━━ Material for this exercise ━━

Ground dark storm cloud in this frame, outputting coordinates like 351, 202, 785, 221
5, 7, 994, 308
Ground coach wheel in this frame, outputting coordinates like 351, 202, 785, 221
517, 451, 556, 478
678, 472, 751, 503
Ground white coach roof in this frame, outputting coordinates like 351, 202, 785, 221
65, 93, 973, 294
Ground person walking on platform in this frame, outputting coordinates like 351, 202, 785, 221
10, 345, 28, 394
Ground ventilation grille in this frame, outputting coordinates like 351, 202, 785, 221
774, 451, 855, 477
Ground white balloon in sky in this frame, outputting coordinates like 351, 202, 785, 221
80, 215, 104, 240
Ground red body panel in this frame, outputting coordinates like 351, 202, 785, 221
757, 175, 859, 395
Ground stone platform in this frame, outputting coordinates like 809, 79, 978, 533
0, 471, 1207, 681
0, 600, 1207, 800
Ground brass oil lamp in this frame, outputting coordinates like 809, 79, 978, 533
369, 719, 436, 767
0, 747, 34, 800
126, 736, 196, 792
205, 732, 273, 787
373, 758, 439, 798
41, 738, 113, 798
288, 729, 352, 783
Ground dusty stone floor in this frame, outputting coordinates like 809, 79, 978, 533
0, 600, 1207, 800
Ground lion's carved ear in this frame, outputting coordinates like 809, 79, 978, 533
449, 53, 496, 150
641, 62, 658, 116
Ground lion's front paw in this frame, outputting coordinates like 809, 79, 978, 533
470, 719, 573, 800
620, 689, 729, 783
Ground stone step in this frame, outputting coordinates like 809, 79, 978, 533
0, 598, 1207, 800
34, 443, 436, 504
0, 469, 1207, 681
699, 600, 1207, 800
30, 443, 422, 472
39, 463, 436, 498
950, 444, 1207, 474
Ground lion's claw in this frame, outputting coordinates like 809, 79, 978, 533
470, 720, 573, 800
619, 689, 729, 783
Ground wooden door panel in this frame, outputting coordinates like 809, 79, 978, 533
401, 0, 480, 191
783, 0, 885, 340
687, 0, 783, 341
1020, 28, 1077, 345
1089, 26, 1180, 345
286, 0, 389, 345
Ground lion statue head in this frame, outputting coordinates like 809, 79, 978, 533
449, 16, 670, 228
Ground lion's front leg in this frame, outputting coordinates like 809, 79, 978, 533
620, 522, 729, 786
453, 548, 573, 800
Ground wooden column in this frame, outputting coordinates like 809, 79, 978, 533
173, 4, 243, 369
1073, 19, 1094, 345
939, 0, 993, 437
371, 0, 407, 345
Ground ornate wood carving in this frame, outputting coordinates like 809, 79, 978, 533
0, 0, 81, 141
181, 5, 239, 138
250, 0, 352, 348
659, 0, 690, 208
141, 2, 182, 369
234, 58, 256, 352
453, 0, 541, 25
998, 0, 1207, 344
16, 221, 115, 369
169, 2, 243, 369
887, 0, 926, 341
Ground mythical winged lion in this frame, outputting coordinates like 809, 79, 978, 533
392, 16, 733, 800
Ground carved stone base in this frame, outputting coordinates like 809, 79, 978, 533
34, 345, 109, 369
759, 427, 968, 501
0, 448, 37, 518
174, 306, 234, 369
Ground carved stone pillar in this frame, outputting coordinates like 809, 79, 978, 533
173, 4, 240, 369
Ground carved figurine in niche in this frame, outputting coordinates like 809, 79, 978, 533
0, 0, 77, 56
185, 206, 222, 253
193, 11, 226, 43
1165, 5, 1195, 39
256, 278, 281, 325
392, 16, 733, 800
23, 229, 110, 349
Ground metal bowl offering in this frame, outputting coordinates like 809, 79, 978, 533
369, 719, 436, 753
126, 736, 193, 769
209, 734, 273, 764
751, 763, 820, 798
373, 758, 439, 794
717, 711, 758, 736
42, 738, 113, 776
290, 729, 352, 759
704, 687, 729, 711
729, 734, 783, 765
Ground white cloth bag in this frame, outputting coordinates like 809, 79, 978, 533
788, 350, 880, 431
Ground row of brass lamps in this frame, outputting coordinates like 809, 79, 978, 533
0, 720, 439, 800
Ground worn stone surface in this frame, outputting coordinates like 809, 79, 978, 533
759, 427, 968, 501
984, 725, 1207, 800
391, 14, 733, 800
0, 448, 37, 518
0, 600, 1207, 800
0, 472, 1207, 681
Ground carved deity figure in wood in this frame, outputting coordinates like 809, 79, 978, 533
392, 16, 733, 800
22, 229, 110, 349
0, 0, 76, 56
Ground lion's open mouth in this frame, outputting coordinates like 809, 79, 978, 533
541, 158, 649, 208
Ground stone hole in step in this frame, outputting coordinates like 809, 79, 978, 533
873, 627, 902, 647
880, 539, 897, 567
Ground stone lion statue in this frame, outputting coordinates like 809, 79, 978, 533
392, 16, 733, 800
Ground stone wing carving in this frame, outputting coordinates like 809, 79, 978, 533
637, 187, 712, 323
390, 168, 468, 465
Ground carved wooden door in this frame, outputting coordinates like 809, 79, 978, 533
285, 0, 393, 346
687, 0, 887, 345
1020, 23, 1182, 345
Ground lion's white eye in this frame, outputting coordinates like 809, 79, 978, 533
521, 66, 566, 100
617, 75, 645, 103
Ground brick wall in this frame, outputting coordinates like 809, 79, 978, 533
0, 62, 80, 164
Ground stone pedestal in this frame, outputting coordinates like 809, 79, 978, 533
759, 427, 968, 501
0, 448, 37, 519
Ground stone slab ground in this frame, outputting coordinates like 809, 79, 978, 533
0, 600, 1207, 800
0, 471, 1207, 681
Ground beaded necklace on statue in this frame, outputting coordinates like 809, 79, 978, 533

━━━

### Work to do
Copy out all of the lines above again, word for word and without any change.

### Response to the task
Ground dark storm cloud in this frame, outputting coordinates like 351, 202, 785, 221
5, 7, 994, 308
Ground coach wheel in this frame, outputting coordinates like 351, 202, 785, 221
517, 451, 556, 478
678, 472, 751, 503
Ground white coach roof in this frame, outputting coordinates like 351, 202, 785, 221
65, 93, 973, 294
Ground person walking on platform in this frame, outputting coordinates like 351, 202, 785, 221
10, 345, 28, 394
Ground ventilation grille in this frame, outputting coordinates like 351, 202, 785, 221
774, 451, 855, 477
Ground white balloon in sky in this frame, outputting coordinates like 351, 202, 785, 221
80, 215, 104, 240
Ground red body panel in this frame, outputting coordinates like 351, 202, 785, 221
757, 175, 859, 395
Ground stone platform in this frame, outputting coordinates like 809, 79, 978, 533
0, 471, 1207, 681
0, 600, 1207, 800
Ground brass oil lamp in this frame, outputting coordinates like 809, 79, 978, 533
369, 719, 436, 767
0, 747, 34, 800
126, 736, 196, 792
205, 732, 273, 787
373, 758, 439, 798
41, 738, 113, 798
288, 729, 352, 783
Ground dusty stone floor in this frame, outputting coordinates like 809, 79, 978, 533
0, 600, 1207, 800
Ground lion's carved ear in this frame, outputting coordinates like 809, 79, 978, 533
449, 53, 496, 150
641, 62, 658, 116
Ground lion's front paw in this frame, outputting coordinates like 809, 79, 978, 533
470, 719, 573, 800
620, 689, 729, 783
Ground stone step in this frame, outputting coordinates like 809, 79, 978, 533
0, 598, 1207, 800
34, 443, 436, 504
0, 469, 1207, 681
699, 600, 1207, 800
30, 443, 422, 472
39, 463, 436, 498
950, 444, 1207, 474
Ground lion's claw in this frame, outputting coordinates like 809, 79, 978, 533
470, 720, 573, 800
619, 689, 729, 783
Ground wooden door panel in this frame, outputting coordinates like 809, 79, 978, 533
401, 0, 480, 191
783, 0, 885, 340
687, 0, 783, 341
1020, 28, 1077, 345
1089, 26, 1180, 345
286, 0, 389, 345
Ground lion statue head in this frame, outputting coordinates like 809, 79, 978, 533
449, 16, 670, 228
Ground lion's front leg in this frame, outputting coordinates like 809, 79, 978, 533
620, 522, 729, 786
453, 548, 573, 800
Ground wooden column in this frame, outputting coordinates like 809, 79, 978, 533
173, 4, 243, 369
1073, 19, 1094, 345
939, 0, 993, 437
371, 0, 407, 345
Ground ornate wood carving in this frame, outputting coordinates like 809, 79, 978, 533
0, 0, 81, 141
181, 5, 239, 138
250, 0, 352, 348
659, 0, 690, 208
141, 2, 182, 369
234, 58, 256, 352
453, 0, 541, 25
998, 0, 1207, 344
16, 221, 115, 369
169, 2, 243, 369
887, 0, 926, 341
Ground mythical winged lion in this frame, outputting coordinates like 809, 79, 978, 533
392, 16, 733, 800
Ground carved stone base in this frame, outputting coordinates like 809, 79, 978, 533
34, 345, 109, 369
759, 427, 968, 501
0, 448, 37, 518
174, 306, 234, 369
Ground carved stone pillar in this frame, outputting coordinates like 809, 79, 978, 533
173, 4, 240, 369
Ground carved figurine in niche in this frame, outputting coordinates like 809, 79, 978, 533
0, 0, 77, 56
185, 206, 222, 253
193, 11, 226, 43
1165, 5, 1195, 39
256, 278, 281, 325
392, 16, 733, 800
23, 229, 110, 349
Ground metal bowl offering in this frame, outputting coordinates like 809, 79, 978, 533
369, 719, 436, 753
126, 736, 193, 769
209, 734, 273, 764
751, 763, 820, 798
373, 758, 439, 794
717, 711, 758, 736
42, 738, 113, 776
290, 729, 352, 759
704, 687, 729, 711
729, 734, 783, 765
Ground white cloth bag in this frame, outputting coordinates like 809, 79, 978, 533
788, 350, 880, 431
Ground row of brass lamps in this frame, outputting coordinates like 809, 79, 978, 533
0, 720, 439, 800
Ground worn stone surface in this frame, outputting coordinates like 809, 79, 978, 533
759, 427, 968, 501
984, 725, 1207, 800
391, 14, 733, 800
0, 448, 37, 518
0, 600, 1207, 800
0, 472, 1207, 681
Ground carved deity figure in wood in this frame, outputting coordinates like 809, 79, 978, 533
392, 16, 733, 800
22, 229, 110, 349
0, 0, 76, 56
Ground lion's open mouth in this frame, outputting coordinates like 809, 79, 978, 533
541, 158, 649, 208
Ground stone hole in step in this frame, outputting coordinates like 809, 79, 978, 533
873, 627, 902, 647
880, 539, 897, 567
Ground stone lion statue in this frame, outputting coordinates like 809, 79, 978, 533
392, 16, 733, 800
Ground stone wing carving in this frame, outputting coordinates like 809, 79, 978, 533
637, 187, 712, 323
390, 168, 468, 465
Ground carved wooden door in this frame, outputting coordinates like 809, 79, 978, 533
285, 0, 393, 346
687, 0, 887, 345
1020, 23, 1182, 345
Ground lion's white eye in this frame, outputting coordinates like 809, 79, 978, 533
521, 66, 566, 100
617, 75, 645, 103
Ground brick wall in this frame, outputting coordinates like 809, 79, 978, 533
0, 62, 80, 164
Ground stone pedestal in this frame, outputting coordinates like 809, 79, 978, 533
759, 427, 968, 501
0, 448, 37, 519
Ground stone slab ground in this frame, outputting coordinates like 809, 79, 978, 533
0, 600, 1207, 800
0, 471, 1207, 681
Ground beaded necklace on statue in this frame, outputting coordinates like 809, 79, 978, 533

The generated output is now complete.